EXTRAIT CHOISI —
☆ ☆ ☆

Cinquante ans, ce n’est pas rien. Le chemin parcouru est long, le regard en arrière paraît vertigineux. Cela impose le respect – quel éditeur peut se vanter d’un tel record ? « Kahnweiler », plaisante Jean Lissarrague, reconnaissant l’histoire dans laquelle il s’inscrit. Cinquante ans, quelle constance… À moins, justement, que le secret de cette longévité ne réside dans l’obstiné renouvellement qu’il fallut déployer pour s’adapter. Si l’homme d’abord, façonné par l’expérience, a vu son regard et son goût s’affirmer, la société dans laquelle il a évolué s’est aussi profondément renouvelée, entraînant une transformation des conditions humaines, matérielles et économiques inhérentes à l’exercice de ce métier. Mais qu’est-ce qui a changé, exactement, dans ce paysage éditorial ? Et comment se réinventer pour mieux perdurer ? À chaque situation, l’éditeur sut trouver une solution.
Jean Lissarrague en 2024. © R. Lissarrague
« Les éditions Écarts ont pris leur envol en marge d’un univers artistico-littéraire qu’elles surent à leur manière saisir pleinement, mettant au cœur de la conception des livres l’expérience humaine essentielle à la création. »
Un goût immuable
Si le monde de l’art a été bouleversé, force est de constater, chez les artistes comme les écrivains, l’immuable goût de faire de tels livres, ceux qu’Yves Peyré appelle des « livres de dialogue ». Certes, le premier élan de Jean Lissarrague pour la peinture abstraite d’après-guerre s’inscrivait dès ses débuts, en 1974, à contre-courant du minimalisme ambiant. Assez vite toutefois, des artistes ont réaffirmé leur attachement à la peinture et développé une curiosité pour de nouvelles expériences. Les éditions Écarts ont pris leur envol en marge d’un univers artistico-littéraire qu’elles surent à leur manière saisir pleinement, mettant au cœur de la conception des livres l’expérience humaine essentielle à la création. Artistes et écrivains sont alors motivés par la découverte d’un univers différent, et stimulés par les réactions créatives à imaginer. Ainsi Philippe Cognée s’est-il plongé dans le monde du livre parce qu’il lui offre la possibilité de diversifier sa pratique de peinture à l’huile. Il donne quatre aquarelles en regard d’un texte de Pascal Commère, Que raire au soir écorche, dont le lancement aura lieu à la librairie Métamorphoses.

☆ ☆ ☆

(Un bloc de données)
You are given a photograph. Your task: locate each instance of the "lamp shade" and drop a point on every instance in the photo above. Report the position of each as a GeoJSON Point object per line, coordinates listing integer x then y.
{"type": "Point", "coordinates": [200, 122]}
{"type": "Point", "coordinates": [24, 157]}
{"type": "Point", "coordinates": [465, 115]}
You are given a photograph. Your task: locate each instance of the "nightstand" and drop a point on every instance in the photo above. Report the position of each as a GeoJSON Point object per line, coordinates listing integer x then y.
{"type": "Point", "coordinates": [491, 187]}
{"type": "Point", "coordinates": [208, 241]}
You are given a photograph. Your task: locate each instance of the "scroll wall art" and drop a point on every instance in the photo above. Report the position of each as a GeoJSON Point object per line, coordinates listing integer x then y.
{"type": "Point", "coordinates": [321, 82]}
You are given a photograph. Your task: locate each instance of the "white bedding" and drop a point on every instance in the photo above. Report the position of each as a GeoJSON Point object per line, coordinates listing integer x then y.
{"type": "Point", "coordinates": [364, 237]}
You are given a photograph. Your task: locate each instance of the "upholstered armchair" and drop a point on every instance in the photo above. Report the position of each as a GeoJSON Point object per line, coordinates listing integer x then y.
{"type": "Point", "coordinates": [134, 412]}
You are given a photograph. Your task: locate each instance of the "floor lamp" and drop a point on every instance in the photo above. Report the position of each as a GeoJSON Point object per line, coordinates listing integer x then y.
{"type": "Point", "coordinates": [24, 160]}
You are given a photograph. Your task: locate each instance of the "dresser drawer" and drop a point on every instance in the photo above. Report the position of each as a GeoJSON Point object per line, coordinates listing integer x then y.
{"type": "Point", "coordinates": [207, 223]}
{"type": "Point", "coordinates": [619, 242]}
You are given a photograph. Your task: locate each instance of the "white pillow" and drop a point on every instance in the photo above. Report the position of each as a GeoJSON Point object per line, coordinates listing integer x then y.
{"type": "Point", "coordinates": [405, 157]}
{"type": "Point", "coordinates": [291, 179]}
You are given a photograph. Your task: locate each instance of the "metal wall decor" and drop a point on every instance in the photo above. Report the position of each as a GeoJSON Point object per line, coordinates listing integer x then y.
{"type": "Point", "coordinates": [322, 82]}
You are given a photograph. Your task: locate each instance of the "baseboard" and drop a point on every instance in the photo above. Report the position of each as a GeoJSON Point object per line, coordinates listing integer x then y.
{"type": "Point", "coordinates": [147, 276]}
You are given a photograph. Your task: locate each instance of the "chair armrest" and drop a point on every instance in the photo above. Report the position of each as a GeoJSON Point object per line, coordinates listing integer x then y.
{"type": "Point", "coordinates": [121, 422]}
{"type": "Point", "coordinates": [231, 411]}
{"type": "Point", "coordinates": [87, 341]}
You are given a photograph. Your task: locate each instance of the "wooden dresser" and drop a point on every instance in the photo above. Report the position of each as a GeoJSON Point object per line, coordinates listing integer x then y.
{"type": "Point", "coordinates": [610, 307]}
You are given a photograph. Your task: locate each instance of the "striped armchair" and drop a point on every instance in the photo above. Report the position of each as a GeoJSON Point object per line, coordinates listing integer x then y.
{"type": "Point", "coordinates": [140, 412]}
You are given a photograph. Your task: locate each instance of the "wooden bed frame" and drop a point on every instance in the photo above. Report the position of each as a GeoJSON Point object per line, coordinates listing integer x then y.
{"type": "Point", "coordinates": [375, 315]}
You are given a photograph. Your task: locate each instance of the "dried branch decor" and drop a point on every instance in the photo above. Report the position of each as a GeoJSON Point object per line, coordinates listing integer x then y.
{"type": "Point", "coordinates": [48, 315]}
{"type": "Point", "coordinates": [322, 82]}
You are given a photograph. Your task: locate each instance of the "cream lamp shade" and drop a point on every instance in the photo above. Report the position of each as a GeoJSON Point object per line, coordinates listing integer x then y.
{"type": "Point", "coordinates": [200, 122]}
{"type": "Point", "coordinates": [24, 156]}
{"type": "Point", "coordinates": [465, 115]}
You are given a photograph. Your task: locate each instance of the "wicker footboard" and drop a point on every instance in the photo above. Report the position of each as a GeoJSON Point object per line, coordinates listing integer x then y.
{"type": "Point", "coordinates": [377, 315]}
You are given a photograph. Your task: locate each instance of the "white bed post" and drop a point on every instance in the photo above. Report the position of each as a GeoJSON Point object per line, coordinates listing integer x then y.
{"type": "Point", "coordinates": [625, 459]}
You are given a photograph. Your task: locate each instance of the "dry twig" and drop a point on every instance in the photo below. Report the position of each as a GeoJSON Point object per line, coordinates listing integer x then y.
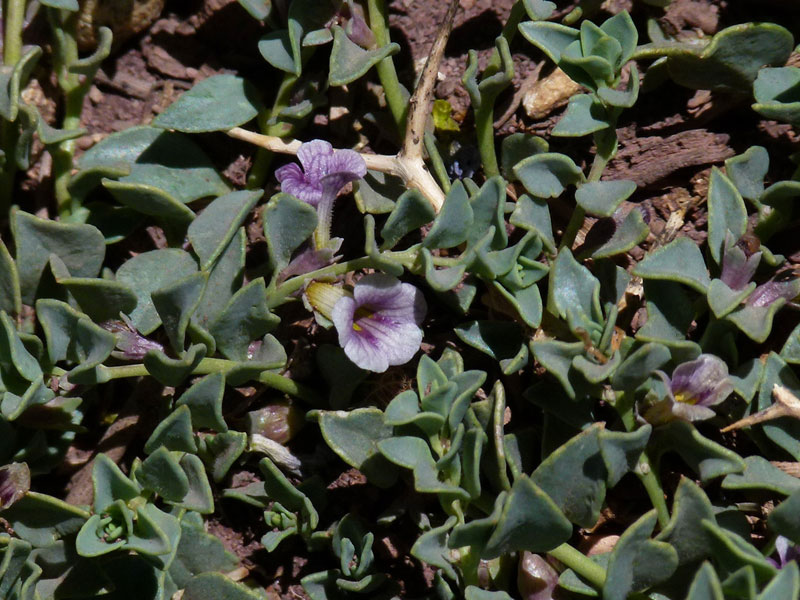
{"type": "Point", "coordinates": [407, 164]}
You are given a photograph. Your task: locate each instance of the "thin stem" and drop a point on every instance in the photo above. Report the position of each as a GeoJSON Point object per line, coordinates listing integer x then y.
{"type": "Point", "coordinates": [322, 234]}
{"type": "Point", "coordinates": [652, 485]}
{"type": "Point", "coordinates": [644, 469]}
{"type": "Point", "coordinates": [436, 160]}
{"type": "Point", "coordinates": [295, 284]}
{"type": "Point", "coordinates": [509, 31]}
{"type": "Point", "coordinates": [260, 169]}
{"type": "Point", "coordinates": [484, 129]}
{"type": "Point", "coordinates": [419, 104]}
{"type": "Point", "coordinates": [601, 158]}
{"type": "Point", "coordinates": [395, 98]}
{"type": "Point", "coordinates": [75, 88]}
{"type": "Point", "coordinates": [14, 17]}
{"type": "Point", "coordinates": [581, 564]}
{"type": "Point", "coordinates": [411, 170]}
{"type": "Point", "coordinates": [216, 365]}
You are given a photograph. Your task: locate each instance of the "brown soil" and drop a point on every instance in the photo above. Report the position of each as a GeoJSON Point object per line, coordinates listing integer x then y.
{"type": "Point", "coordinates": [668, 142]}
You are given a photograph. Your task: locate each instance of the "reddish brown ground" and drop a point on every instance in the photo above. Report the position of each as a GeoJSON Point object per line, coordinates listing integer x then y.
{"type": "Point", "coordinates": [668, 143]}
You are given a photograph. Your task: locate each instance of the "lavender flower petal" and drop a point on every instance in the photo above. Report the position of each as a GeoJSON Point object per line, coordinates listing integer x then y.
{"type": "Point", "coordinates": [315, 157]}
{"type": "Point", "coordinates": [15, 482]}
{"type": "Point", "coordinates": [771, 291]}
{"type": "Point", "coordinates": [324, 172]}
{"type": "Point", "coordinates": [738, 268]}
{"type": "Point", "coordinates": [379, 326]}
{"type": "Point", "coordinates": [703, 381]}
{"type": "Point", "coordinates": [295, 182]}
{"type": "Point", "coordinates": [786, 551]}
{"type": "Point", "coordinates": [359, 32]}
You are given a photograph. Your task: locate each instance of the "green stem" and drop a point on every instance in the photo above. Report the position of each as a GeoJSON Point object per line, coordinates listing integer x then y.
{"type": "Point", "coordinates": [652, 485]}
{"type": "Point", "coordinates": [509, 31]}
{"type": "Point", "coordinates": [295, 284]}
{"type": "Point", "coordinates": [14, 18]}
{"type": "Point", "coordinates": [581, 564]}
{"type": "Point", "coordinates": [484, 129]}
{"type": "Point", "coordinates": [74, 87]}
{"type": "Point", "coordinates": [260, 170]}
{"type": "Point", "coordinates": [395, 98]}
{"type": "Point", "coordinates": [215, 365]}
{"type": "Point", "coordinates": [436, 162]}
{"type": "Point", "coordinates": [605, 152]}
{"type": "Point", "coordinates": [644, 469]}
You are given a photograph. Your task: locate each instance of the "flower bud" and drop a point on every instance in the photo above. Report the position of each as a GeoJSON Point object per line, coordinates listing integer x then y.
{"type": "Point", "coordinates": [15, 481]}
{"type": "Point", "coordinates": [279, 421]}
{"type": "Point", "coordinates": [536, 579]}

☆ ☆ ☆

TÂCHE À RÉALISER —
Reprenez, s'il vous plaît, le texte sur Jean Lissarrague et les éditions Écarts à la suite de sa dernière phrase.

RÉSULTAT DE LA TÂCHE —
Pascal Commère, Que raire au soir écorche, double page intérieure, 4 aquarelles originales de Philippe Cognée, 2024, 25 exemplaires, 20 pages, 21 x 24 cm. © J. Lissarrague
Quand l’amitié détermine le rapprochement
Les livres de Jean Lissarrague ne sont pas les siens : pensés comme une œuvre d’art, ils sont imaginés avec des artistes et des auteurs vivants. Ils concrétisent le moment où le plasticien et l’écrivain s’exaltent l’un l’autre, l’éditeur agissant comme le maître d’œuvre de ce dialogue. Ce sont à chaque fois des livres réalisés, approuvés et acceptés par eux trois, où les textes sont aussi importants que les images. Les livres des éditions Écarts sont donc avant tout le fruit de rencontres. Dans l’attente consacre une amitié de longue date entre Frédéric Benrath et l’auteur/éditeur, Louis Dire et son double Jean Lissarrague. Ce dernier fait confiance aux créateurs qu’il sollicite et s’en remet volontiers aux affinités déjà existantes : c’est Yves Bonnefoy qui lui suggère d’associer ses proses poétiques aux dessins d’arbres d’Alexandre Hollan ; c’est Béatrice Casadesus qui le guide vers Michel Deguy, dont l’œuvre lui est moins familière. Il a fallu de la patience, de l’audace, de la confiance pour faire advenir certaines rencontres. Malgré tout, d’autres n’ont pu avoir lieu. Des projets avec Pierre Buraglio n’ont pas abouti, d’autres avec Marcel Cohen n’ont pas pris forme… S’il est une occasion que l’éditeur pourrait regretter, c’est celle de n’avoir pu travailler avec Henri Michaux qu’il n’a pas osé aborder de son vivant. Un livre aurait pu naître alors qu’il tenait en main après sa mort des inédits que le peintre Dado avait accepté d’illustrer. Assurément, l’ouvrage aurait été intéressant… Ainsi va la vie.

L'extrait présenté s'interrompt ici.